Aim of the exercise.
Pick out every line in the rows below that contains the word "jersey", and copy each of those lines.

● ● ● ●

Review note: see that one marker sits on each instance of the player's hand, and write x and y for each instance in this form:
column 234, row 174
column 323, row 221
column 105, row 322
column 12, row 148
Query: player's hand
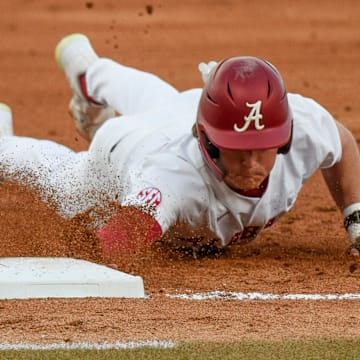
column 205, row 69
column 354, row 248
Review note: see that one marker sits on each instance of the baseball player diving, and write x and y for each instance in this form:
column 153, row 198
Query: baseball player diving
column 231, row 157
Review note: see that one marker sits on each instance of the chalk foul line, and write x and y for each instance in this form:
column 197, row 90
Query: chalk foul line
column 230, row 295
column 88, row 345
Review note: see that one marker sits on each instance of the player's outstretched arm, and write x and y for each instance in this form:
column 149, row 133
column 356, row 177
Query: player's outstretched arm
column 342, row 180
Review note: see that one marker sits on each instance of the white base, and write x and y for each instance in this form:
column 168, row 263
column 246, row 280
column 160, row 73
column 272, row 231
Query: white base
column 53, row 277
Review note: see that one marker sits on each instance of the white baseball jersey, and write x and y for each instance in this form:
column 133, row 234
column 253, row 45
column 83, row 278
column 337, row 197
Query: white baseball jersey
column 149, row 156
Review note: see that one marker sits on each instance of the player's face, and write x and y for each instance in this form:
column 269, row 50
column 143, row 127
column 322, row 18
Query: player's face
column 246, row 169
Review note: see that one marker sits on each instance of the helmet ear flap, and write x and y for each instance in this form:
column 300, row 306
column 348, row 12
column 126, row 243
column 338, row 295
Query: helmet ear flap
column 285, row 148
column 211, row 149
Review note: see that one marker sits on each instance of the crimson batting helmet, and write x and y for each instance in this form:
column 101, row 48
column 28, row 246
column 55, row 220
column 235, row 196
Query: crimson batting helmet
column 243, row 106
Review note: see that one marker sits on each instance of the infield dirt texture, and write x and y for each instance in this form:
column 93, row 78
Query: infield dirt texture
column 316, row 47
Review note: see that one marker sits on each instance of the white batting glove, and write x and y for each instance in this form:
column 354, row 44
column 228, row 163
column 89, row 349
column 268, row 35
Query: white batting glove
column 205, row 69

● ● ● ●

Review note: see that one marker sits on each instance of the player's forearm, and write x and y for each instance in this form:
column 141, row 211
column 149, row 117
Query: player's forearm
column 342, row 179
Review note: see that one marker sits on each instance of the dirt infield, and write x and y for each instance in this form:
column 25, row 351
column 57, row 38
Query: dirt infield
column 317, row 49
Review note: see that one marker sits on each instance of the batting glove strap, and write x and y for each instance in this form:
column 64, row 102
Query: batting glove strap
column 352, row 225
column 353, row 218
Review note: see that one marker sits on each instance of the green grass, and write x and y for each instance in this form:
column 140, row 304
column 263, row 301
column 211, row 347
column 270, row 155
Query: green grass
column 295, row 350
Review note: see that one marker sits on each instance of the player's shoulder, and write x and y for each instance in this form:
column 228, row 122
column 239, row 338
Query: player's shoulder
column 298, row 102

● ● ● ●

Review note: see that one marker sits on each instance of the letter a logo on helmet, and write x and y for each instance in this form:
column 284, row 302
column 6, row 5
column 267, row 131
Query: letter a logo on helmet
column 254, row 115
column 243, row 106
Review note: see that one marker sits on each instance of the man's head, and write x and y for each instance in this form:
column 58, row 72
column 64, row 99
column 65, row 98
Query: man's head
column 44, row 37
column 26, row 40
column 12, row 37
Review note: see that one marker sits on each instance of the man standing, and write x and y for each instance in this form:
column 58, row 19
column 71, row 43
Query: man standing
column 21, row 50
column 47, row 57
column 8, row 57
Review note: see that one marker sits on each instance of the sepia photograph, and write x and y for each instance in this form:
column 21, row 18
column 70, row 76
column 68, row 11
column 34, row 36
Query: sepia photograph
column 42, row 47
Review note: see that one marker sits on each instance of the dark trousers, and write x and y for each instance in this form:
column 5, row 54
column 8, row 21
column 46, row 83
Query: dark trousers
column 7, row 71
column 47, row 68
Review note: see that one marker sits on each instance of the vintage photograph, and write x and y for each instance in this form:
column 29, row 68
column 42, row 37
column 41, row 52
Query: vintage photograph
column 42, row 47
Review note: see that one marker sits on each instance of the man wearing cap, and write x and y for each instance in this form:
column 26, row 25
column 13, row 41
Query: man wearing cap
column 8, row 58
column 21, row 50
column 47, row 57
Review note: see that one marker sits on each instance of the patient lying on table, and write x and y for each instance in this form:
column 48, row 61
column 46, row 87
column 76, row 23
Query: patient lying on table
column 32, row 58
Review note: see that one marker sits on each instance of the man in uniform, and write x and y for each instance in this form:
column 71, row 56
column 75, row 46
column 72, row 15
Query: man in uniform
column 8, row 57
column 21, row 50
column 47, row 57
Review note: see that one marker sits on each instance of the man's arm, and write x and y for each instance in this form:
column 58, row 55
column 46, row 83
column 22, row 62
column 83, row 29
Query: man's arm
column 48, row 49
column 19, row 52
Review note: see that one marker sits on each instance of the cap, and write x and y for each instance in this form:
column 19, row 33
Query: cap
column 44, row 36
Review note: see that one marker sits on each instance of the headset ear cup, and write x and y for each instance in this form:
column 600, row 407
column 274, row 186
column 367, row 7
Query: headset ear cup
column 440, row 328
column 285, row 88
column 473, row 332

● ● ● ●

Answer to the problem.
Review note: see that one marker sits on each instance of the white baseball jersey, and write x and y for each instance in this form:
Query: white baseball jersey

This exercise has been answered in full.